*Work item*. Set down exactly the lines below, from the one containing "negative clicks: (835, 360) (831, 295)" through the final line, and include no others.

*Record set*.
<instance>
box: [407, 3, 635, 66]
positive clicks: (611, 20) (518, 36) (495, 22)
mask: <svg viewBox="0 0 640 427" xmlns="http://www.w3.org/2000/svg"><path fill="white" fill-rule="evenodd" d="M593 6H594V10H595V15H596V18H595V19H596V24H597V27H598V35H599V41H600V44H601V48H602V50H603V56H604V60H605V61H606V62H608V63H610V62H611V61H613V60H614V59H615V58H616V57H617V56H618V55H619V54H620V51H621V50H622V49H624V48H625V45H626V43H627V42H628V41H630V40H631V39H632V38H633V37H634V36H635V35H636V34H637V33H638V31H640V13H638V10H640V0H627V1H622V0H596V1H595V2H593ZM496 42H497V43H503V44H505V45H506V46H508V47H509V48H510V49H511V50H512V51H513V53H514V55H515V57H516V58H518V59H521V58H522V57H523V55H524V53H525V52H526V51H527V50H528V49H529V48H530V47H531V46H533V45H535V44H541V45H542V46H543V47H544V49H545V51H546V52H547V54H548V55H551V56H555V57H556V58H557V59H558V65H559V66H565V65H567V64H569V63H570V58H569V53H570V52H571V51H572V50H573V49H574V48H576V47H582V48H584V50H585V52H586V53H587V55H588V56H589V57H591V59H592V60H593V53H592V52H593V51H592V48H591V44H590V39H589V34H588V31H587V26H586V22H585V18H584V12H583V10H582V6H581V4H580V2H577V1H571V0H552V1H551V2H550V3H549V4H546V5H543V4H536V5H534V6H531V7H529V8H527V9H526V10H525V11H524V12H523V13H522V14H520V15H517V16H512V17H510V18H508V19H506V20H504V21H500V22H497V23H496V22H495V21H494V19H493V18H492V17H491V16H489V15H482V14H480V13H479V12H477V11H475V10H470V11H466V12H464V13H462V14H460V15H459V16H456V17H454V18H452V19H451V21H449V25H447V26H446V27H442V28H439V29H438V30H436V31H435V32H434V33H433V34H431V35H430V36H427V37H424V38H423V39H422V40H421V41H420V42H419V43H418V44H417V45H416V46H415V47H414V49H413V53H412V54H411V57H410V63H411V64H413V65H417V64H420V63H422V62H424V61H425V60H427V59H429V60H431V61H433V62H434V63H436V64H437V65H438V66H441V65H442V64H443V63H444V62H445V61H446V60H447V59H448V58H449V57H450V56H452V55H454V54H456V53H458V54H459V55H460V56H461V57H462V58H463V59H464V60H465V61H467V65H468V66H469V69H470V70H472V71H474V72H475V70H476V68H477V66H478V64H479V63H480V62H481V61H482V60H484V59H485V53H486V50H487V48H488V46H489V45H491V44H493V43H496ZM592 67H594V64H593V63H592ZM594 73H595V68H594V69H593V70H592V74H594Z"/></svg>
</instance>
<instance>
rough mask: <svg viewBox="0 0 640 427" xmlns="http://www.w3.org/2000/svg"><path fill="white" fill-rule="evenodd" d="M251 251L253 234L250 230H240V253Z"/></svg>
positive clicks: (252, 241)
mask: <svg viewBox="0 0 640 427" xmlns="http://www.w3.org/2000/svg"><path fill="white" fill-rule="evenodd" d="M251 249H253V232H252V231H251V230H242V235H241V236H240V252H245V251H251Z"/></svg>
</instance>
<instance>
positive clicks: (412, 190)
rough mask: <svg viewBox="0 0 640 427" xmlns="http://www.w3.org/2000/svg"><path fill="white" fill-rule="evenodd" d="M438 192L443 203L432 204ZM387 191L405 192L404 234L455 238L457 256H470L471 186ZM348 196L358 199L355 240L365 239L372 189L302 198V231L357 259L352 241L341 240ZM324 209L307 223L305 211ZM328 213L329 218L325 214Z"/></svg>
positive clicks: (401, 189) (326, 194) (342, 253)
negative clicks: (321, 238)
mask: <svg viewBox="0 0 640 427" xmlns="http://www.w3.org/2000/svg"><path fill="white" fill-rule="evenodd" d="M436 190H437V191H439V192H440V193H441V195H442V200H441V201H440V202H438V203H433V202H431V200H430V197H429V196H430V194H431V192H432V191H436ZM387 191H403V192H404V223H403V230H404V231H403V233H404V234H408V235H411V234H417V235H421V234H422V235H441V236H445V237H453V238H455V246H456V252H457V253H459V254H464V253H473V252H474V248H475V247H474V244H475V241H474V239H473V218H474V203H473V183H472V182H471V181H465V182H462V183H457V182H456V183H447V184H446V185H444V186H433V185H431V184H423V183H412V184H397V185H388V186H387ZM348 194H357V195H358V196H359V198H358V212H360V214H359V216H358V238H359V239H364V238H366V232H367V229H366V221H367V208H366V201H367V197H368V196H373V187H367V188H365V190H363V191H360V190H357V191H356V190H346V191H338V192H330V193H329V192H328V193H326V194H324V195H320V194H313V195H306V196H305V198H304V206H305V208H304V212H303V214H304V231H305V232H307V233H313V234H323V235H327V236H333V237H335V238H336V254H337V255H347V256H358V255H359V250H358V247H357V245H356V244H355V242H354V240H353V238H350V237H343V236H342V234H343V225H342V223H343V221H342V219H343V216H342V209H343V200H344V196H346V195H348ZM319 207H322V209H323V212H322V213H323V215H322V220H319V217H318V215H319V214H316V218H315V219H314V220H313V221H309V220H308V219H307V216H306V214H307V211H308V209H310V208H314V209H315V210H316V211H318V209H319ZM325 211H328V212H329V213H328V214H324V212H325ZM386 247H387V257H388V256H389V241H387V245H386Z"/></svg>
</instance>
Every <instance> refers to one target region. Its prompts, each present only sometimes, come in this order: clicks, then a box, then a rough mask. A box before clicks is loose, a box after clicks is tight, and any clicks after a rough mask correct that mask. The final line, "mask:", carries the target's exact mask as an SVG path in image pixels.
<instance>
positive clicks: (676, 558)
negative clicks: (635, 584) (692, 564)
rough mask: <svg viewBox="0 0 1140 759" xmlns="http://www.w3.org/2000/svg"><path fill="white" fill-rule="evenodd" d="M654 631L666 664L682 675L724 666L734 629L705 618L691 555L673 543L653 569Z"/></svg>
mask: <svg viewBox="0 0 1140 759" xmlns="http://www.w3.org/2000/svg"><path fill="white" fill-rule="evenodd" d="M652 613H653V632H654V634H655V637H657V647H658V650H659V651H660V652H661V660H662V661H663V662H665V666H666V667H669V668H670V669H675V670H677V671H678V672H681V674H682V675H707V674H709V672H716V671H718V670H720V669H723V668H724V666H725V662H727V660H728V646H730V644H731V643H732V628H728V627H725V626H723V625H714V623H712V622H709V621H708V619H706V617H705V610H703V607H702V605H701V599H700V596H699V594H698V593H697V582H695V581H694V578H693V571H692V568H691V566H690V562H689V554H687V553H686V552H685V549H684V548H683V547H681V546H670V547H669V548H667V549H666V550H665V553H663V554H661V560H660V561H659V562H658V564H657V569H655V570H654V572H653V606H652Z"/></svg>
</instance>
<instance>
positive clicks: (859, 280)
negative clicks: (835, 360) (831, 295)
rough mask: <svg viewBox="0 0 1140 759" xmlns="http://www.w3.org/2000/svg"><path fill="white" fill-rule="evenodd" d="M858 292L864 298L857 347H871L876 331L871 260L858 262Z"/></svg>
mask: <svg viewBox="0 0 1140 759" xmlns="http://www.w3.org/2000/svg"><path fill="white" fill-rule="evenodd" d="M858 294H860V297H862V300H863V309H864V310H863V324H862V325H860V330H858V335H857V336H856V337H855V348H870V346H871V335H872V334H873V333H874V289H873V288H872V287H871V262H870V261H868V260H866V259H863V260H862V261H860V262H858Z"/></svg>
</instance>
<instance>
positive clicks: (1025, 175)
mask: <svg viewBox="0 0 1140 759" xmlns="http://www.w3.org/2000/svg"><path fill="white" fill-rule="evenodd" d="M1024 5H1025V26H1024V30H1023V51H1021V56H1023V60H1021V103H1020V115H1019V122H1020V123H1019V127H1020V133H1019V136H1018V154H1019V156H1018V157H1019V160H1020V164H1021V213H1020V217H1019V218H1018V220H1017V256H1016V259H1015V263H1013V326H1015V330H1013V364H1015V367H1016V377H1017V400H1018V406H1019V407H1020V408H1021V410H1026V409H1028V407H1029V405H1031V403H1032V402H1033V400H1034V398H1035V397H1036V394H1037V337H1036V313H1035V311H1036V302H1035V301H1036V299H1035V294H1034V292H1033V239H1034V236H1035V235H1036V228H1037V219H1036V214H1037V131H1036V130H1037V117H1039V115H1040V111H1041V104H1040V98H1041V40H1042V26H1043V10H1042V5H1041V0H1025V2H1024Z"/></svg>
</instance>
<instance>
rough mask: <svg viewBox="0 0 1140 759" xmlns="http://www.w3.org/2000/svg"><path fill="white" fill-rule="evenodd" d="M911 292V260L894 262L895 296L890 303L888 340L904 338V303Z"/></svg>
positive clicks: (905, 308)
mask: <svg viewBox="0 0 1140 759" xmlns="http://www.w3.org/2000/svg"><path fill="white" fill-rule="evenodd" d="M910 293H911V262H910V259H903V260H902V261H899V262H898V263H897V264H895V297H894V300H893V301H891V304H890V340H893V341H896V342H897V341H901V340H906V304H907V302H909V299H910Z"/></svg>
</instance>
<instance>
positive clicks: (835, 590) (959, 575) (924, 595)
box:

*Your solution*.
negative clicks: (835, 360) (831, 295)
rough mask: <svg viewBox="0 0 1140 759" xmlns="http://www.w3.org/2000/svg"><path fill="white" fill-rule="evenodd" d="M858 292L864 298L857 347H871L876 331L871 260L858 262Z"/></svg>
mask: <svg viewBox="0 0 1140 759" xmlns="http://www.w3.org/2000/svg"><path fill="white" fill-rule="evenodd" d="M858 294H860V297H862V300H863V309H864V310H863V324H862V325H860V330H858V335H857V336H856V337H855V348H870V346H871V335H872V334H873V333H874V289H873V288H872V287H871V262H870V261H868V260H866V259H863V260H862V261H860V262H858Z"/></svg>
</instance>
<instance>
positive clicks: (1025, 175)
mask: <svg viewBox="0 0 1140 759" xmlns="http://www.w3.org/2000/svg"><path fill="white" fill-rule="evenodd" d="M1024 5H1025V26H1024V30H1023V51H1021V56H1023V60H1021V103H1020V115H1019V122H1020V123H1019V127H1020V133H1019V136H1018V154H1019V156H1018V157H1019V160H1020V164H1021V213H1020V217H1019V218H1018V220H1017V256H1016V259H1015V263H1013V326H1015V330H1013V364H1015V367H1016V377H1017V400H1018V406H1019V407H1020V408H1021V410H1026V409H1028V407H1029V405H1031V403H1032V402H1033V400H1034V398H1035V397H1036V394H1037V337H1036V313H1035V311H1036V302H1035V301H1036V299H1035V294H1034V292H1033V239H1034V236H1035V235H1036V228H1037V219H1036V214H1037V131H1036V130H1037V117H1039V115H1040V111H1041V104H1040V98H1041V40H1042V26H1043V10H1042V5H1041V0H1025V2H1024Z"/></svg>
</instance>
<instance>
rough mask: <svg viewBox="0 0 1140 759" xmlns="http://www.w3.org/2000/svg"><path fill="white" fill-rule="evenodd" d="M911 292V260L894 262L895 296L890 303L888 340L904 338V303Z"/></svg>
positive clicks: (905, 308)
mask: <svg viewBox="0 0 1140 759" xmlns="http://www.w3.org/2000/svg"><path fill="white" fill-rule="evenodd" d="M910 293H911V262H910V259H903V260H902V261H899V262H898V263H897V264H895V297H894V300H893V301H891V304H890V340H893V341H896V342H897V341H901V340H906V304H907V302H909V299H910Z"/></svg>
</instance>
<instance>
positive clicks: (835, 590) (959, 575) (924, 595)
box:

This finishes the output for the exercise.